### Stored data entries
·····

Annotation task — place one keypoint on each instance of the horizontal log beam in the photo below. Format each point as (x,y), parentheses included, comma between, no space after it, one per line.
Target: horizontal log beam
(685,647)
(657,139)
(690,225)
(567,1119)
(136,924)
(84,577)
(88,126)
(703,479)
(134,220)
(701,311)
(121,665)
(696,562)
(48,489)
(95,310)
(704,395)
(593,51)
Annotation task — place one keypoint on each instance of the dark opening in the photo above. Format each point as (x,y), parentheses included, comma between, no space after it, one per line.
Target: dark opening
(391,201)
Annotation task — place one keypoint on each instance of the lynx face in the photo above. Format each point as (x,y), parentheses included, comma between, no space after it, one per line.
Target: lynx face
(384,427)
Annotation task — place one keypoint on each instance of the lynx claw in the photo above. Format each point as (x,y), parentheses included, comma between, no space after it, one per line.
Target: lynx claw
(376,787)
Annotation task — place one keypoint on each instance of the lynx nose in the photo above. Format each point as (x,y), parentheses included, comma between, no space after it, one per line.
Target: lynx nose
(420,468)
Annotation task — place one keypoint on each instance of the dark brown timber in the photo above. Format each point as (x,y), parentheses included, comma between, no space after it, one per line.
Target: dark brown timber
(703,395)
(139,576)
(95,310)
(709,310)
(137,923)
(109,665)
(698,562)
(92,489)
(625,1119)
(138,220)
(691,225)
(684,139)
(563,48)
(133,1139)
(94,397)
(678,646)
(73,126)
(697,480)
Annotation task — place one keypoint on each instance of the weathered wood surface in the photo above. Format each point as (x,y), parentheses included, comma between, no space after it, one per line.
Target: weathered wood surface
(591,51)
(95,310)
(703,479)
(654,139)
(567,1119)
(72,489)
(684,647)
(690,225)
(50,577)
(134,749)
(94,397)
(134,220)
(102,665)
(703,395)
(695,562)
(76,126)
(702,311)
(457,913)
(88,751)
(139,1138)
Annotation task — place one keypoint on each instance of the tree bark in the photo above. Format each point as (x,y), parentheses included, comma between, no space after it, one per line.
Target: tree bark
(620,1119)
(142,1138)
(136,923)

·····

### How to complete this task
Give only the number of lines in the data that include the string "above".

### Task solution
7